Background information
- Born: Dioshaily Rosfer Canales Gil 11 January 1987 (age 39) El Tigre, Venezuela
- Origin: Venezuela
- Genres: Merengue, Reggaeton
- Occupations: vedette and actor singer, model
- Years active: 2006–present
- Labels: Independent
- Website: www.canalesdiosa.com

= Diosa Canales =

Venezuelan singer, actress, and model

Dioshaily Rosfer Canales Gil (born 11 January 1987), better known as Diosa Canales, is a Venezuelan singer, actress, and model.

== Career ==
Diosa Canales is set to release her first album, La Bomba Sexy de Venezuela, described as a fusion of merengue and reggaeton.

Diosa is known for making promises of getting naked if her country's national football team wins a football tournament, just like Larissa Riquelme does; the two have gotten naked in public several times already. Also, like Riquelme, she became an internet phenomenon: first, when she got naked in front of her twitcam and was watched by more than 30,000 people in less than 12 minutes and became a trending topic until she got censored by Twitter, and later when she appeared dressed in short clothes with the colors of her national football team. She has worked also as a calendar model.

== Personal life ==
In March 2015 Canales was rushed to hospital following a fall from a pole while practising a pole dancing routine; landing on her chest she burst her breast implant. She made a full recovery.

In May 2016 she and her husband Jose Roberto Rojas Romero (32) were arrested for allegedly beating up her mother-in-law.

[Tasks to complete]
a. Can you update the Diosa Canales text from "Dioshaily Rosfer Canales Gil (born" to "a calendar model.", replacing "twitcam" with "webcam"?
b. Could you condense the paragraph of the Diosa Canales text that begins "Diosa is known for making promises" and keep its main facts?
The records have no connection to the Diosa Canales text.

[Records]
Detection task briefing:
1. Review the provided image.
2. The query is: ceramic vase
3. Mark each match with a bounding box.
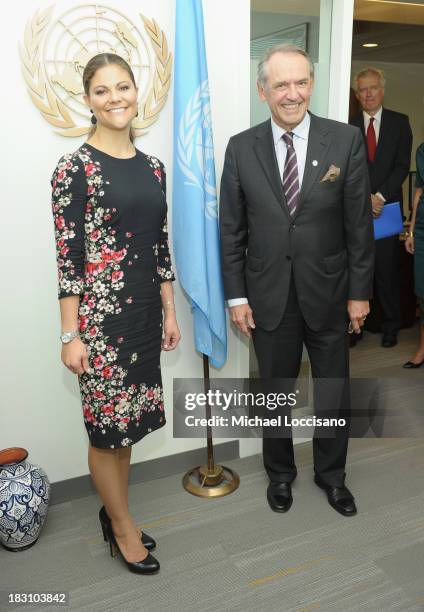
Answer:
[0,448,50,551]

[Answers for this exercise]
a.
Dioshaily Rosfer Canales Gil (born 11 January 1987), better known as Diosa Canales, is a Venezuelan singer, actress, and model.

== Career ==
Diosa Canales is set to release her first album, La Bomba Sexy de Venezuela, described as a fusion of merengue and reggaeton.

Diosa is known for making promises of getting naked if her country's national football team wins a football tournament, just like Larissa Riquelme does; the two have gotten naked in public several times already. Also, like Riquelme, she became an internet phenomenon: first, when she got naked in front of her webcam and was watched by more than 30,000 people in less than 12 minutes and became a trending topic until she got censored by Twitter, and later when she appeared dressed in short clothes with the colors of her national football team. She has worked also as a calendar model.

b. Diosa has promised to get naked if her country's national football team wins a tournament, as Larissa Riquelme does, and the two have done so in public several times. Like Riquelme, she became an internet phenomenon. The first time, more than 30,000 people watched her get naked on her twitcam in under 12 minutes, and she was a trending topic until Twitter censored her. The second time, she appeared in short clothes in her national team's colors. She has also worked as a calendar model.